>>

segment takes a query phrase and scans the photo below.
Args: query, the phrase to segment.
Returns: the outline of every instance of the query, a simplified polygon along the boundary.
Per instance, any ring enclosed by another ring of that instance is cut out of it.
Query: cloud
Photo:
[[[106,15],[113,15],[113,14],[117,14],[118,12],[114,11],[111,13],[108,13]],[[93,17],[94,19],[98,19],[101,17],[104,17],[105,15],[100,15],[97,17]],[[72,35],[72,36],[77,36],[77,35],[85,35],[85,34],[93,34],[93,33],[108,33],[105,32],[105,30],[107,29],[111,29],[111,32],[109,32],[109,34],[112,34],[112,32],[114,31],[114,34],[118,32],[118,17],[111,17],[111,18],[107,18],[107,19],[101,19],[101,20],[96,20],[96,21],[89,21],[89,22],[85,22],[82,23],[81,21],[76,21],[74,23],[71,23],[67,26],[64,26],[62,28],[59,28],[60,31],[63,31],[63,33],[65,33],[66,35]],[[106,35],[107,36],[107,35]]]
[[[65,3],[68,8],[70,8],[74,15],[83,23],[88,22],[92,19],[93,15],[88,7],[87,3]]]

<<

What is needed.
Copy every line of the records above character for character, with nothing added, dropped, or altered.

Full response.
segment takes a query phrase and scans the photo below.
Args: query, the phrase to segment.
Returns: the outline of every instance of the query, a simplified polygon along the boundary.
Per instance, any ring enclosed by another ring of that instance is cut out of it.
Query: cloud
Photo:
[[[106,15],[113,15],[113,14],[117,14],[118,12],[114,11],[111,13],[108,13]],[[93,17],[94,19],[98,19],[101,17],[104,17],[105,15],[100,15],[97,17]],[[72,35],[72,36],[77,36],[77,35],[85,35],[85,34],[93,34],[93,33],[108,33],[105,32],[105,30],[107,29],[111,29],[111,32],[109,32],[109,34],[112,34],[112,32],[114,31],[114,34],[118,32],[118,17],[111,17],[111,18],[107,18],[107,19],[101,19],[101,20],[96,20],[96,21],[89,21],[89,22],[85,22],[82,23],[81,21],[76,21],[74,23],[71,23],[67,26],[64,26],[62,28],[59,28],[60,31],[63,31],[63,33],[65,33],[66,35]],[[106,35],[107,36],[107,35]]]
[[[65,3],[68,8],[70,8],[74,15],[83,23],[88,22],[92,19],[93,15],[88,7],[87,3]]]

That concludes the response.